» **To do**:
Return nothing but the lines from the line containing "Drop one point on every instance of the tree" through the last line of the records, reproduced exactly.

A block of data:
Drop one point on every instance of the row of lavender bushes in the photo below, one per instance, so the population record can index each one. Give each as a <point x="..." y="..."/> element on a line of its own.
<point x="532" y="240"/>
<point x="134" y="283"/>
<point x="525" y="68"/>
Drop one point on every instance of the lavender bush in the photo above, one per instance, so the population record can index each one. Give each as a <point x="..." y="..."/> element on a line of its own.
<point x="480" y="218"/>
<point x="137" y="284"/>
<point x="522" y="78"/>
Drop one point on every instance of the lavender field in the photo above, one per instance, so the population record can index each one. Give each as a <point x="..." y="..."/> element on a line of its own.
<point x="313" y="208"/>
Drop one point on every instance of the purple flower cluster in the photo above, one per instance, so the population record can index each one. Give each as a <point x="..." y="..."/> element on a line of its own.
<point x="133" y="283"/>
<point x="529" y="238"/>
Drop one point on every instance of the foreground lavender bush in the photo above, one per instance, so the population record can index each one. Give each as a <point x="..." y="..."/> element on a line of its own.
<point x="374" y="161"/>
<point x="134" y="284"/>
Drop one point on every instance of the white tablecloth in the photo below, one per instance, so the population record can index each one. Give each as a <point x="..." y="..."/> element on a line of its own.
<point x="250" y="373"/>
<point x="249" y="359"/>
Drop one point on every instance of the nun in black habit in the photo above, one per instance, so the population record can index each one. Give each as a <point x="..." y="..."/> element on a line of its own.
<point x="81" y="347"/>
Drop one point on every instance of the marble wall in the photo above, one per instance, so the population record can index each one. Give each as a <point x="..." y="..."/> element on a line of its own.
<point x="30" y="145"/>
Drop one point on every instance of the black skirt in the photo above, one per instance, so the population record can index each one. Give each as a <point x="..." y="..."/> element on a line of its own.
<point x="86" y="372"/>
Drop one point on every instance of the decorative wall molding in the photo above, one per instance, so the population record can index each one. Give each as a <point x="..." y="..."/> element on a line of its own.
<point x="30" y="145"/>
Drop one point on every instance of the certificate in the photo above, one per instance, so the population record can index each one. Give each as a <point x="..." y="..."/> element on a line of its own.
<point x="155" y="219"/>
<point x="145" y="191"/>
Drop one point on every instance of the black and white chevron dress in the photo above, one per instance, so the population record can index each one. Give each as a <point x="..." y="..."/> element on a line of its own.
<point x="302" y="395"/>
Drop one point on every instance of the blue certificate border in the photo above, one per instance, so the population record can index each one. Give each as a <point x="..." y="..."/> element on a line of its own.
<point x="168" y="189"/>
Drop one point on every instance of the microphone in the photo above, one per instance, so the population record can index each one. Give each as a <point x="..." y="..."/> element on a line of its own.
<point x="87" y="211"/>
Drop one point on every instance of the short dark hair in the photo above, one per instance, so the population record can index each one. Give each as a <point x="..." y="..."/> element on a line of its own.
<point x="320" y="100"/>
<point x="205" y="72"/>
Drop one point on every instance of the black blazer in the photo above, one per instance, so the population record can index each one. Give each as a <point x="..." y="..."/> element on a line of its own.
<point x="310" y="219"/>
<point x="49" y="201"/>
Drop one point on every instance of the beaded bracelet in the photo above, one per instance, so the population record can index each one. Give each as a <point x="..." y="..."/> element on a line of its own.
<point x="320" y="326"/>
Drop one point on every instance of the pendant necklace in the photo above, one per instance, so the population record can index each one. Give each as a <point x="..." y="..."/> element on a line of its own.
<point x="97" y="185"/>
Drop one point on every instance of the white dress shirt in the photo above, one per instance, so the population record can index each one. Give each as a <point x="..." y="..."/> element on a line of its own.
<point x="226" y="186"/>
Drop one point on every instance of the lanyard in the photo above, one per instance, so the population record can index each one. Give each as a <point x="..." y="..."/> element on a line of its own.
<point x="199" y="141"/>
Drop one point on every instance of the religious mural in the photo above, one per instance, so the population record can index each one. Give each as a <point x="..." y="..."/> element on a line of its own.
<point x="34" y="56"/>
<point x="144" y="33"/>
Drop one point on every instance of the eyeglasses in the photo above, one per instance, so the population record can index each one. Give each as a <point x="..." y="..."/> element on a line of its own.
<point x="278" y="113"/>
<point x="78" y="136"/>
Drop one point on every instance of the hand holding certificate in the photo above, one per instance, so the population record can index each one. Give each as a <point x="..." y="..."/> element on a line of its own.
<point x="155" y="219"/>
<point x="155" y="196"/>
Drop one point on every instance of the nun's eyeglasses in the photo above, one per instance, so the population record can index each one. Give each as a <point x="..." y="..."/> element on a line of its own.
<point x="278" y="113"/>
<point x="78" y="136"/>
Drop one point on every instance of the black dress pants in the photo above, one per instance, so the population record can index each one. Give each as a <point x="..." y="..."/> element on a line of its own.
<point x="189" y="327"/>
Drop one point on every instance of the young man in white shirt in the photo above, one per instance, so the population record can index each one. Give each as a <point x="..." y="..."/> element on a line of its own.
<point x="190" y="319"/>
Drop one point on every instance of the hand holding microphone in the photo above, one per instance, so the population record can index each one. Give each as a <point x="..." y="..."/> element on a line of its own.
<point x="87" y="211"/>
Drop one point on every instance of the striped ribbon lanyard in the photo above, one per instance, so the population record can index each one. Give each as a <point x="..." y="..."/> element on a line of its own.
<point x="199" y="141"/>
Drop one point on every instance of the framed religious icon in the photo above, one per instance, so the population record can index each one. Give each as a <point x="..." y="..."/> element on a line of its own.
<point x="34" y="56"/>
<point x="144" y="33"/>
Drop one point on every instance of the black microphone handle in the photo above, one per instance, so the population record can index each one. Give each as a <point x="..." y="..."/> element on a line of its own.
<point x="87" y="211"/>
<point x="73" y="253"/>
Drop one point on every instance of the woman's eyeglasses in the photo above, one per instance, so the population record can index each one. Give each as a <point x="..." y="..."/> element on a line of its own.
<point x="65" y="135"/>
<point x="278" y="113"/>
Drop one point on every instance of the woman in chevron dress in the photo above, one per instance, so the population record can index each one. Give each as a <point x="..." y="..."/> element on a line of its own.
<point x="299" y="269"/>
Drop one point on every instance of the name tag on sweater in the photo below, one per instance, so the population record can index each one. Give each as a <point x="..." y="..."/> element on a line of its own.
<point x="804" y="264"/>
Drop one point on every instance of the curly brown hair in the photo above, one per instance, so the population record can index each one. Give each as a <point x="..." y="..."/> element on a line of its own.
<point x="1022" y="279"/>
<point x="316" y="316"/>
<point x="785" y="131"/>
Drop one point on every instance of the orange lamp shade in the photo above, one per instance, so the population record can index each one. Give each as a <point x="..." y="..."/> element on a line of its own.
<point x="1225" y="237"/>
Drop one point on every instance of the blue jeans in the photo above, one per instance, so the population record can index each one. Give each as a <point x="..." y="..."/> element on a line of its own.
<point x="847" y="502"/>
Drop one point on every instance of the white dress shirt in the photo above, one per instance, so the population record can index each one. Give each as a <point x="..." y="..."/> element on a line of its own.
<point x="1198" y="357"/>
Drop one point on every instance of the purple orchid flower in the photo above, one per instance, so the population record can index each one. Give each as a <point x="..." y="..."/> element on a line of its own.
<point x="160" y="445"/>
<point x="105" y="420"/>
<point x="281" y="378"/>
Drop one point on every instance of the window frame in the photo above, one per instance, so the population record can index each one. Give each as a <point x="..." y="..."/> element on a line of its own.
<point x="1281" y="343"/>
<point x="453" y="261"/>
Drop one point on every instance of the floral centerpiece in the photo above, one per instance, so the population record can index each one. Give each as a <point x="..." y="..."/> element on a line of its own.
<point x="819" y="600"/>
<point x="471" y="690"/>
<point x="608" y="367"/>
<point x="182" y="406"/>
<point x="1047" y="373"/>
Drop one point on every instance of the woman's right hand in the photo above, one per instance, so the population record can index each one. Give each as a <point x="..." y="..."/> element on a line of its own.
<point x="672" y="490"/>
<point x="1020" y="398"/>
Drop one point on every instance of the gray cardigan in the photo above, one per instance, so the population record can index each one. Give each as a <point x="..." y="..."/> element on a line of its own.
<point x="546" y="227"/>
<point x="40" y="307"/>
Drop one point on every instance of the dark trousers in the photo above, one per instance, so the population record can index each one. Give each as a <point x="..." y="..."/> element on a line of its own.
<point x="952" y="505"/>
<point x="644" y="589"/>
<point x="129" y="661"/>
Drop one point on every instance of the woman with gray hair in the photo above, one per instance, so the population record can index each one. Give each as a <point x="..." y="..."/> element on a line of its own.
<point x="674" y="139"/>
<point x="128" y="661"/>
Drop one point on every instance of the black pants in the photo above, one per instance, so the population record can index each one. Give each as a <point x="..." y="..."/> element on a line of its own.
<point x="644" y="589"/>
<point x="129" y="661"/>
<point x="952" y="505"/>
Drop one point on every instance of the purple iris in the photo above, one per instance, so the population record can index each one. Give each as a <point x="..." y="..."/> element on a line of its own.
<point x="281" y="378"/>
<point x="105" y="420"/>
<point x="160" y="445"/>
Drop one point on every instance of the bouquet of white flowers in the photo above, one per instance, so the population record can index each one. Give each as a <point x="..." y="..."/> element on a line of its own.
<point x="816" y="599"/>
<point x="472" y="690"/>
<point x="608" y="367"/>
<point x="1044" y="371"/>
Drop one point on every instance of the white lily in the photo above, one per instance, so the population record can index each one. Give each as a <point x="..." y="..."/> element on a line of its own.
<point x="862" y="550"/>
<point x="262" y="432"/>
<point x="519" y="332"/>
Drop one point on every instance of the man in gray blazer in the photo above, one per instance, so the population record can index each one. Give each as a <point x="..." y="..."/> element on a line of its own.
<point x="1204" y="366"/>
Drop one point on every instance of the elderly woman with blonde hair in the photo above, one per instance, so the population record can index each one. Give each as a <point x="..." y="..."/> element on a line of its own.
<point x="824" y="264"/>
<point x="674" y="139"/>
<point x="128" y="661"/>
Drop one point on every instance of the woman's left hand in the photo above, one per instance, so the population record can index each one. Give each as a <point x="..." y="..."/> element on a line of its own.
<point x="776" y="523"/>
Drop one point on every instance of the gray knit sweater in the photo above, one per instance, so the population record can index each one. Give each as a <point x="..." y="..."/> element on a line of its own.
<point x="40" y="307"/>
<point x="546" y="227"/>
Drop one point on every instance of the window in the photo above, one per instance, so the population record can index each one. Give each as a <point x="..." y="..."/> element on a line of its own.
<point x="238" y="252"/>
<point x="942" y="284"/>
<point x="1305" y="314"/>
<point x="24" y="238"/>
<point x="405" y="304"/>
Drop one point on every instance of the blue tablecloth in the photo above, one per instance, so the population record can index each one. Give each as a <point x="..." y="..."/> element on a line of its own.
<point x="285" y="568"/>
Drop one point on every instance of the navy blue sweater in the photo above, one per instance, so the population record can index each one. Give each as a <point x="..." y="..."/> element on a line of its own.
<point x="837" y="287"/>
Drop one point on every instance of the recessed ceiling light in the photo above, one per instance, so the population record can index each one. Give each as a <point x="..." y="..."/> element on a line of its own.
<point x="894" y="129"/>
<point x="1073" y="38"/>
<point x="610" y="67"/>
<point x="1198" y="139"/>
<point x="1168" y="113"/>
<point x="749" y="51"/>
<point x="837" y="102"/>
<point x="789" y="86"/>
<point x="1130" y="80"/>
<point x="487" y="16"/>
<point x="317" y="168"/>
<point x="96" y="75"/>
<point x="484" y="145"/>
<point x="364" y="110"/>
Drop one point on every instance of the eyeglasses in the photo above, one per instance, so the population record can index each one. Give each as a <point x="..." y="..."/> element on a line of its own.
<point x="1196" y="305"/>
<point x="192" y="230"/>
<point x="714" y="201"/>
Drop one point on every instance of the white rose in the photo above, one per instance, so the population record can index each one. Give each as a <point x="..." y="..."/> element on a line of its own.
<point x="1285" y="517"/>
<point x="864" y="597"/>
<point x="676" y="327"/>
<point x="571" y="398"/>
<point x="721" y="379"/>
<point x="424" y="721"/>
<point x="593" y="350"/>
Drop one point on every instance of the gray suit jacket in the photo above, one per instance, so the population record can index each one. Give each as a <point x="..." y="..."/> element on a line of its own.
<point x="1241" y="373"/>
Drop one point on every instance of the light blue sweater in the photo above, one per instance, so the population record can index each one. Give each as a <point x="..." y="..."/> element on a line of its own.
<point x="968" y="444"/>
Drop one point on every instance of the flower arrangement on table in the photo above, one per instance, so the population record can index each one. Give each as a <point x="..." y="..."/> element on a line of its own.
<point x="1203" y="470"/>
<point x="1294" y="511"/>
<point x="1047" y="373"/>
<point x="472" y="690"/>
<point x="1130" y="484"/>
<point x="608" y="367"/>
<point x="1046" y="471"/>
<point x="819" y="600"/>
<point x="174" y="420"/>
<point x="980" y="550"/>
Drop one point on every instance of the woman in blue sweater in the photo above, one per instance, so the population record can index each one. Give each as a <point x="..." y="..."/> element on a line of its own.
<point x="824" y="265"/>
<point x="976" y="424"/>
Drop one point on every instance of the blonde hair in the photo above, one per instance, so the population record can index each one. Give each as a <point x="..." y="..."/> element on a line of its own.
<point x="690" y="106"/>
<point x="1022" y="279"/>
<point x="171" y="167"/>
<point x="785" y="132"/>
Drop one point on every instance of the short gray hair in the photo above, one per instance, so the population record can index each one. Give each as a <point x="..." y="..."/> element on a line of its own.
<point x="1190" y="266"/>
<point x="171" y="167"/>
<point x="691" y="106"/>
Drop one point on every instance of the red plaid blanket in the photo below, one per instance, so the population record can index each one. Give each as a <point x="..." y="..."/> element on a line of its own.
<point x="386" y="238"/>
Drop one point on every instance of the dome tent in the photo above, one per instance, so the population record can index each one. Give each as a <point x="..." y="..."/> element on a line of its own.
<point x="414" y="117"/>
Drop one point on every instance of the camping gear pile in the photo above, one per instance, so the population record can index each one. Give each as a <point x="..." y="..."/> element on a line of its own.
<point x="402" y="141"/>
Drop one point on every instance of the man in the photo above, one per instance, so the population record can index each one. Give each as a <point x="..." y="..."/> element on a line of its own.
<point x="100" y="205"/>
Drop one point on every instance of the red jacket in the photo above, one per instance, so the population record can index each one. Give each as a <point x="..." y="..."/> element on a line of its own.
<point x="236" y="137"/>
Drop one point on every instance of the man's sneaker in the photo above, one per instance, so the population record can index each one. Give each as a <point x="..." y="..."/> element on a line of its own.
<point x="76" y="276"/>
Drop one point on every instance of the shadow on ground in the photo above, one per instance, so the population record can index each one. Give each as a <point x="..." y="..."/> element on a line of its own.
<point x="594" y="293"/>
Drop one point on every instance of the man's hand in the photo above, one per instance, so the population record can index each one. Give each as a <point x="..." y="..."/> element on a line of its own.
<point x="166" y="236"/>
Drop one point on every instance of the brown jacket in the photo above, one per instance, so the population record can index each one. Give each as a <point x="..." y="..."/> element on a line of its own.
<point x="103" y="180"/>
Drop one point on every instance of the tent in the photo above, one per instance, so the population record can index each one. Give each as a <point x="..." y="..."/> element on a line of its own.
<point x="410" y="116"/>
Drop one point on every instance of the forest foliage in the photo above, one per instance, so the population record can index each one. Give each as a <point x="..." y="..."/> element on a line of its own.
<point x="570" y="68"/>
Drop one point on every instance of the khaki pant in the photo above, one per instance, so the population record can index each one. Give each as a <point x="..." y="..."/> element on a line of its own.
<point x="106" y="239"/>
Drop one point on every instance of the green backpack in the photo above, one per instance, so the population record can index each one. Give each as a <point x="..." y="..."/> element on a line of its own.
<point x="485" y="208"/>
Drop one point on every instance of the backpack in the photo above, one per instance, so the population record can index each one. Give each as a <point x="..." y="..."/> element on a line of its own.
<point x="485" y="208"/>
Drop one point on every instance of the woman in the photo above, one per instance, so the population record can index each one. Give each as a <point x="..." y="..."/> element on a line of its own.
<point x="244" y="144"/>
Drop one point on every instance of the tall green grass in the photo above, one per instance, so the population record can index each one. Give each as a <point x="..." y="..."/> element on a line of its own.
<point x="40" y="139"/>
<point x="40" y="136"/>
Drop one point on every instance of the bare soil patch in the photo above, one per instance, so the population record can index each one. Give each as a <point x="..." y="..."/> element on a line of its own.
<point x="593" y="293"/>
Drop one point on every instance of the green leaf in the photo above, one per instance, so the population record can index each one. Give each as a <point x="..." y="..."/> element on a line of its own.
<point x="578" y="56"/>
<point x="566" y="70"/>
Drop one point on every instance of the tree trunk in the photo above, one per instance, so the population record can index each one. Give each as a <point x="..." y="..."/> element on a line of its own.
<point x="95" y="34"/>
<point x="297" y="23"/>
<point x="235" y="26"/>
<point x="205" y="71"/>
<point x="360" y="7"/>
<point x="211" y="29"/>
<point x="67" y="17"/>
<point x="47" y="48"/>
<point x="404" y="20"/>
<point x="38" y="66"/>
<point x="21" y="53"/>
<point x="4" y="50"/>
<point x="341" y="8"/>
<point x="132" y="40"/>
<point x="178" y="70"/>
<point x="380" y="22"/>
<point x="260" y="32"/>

» **Exercise result**:
Drop one point on every instance of the tree trunk in the photo above, one per instance, so the population record can index each one. Give each as a <point x="..." y="..."/> element on a line of its own.
<point x="95" y="34"/>
<point x="297" y="23"/>
<point x="235" y="26"/>
<point x="205" y="71"/>
<point x="360" y="7"/>
<point x="211" y="29"/>
<point x="67" y="17"/>
<point x="47" y="48"/>
<point x="404" y="20"/>
<point x="38" y="66"/>
<point x="21" y="53"/>
<point x="4" y="50"/>
<point x="341" y="8"/>
<point x="132" y="40"/>
<point x="178" y="70"/>
<point x="380" y="22"/>
<point x="260" y="32"/>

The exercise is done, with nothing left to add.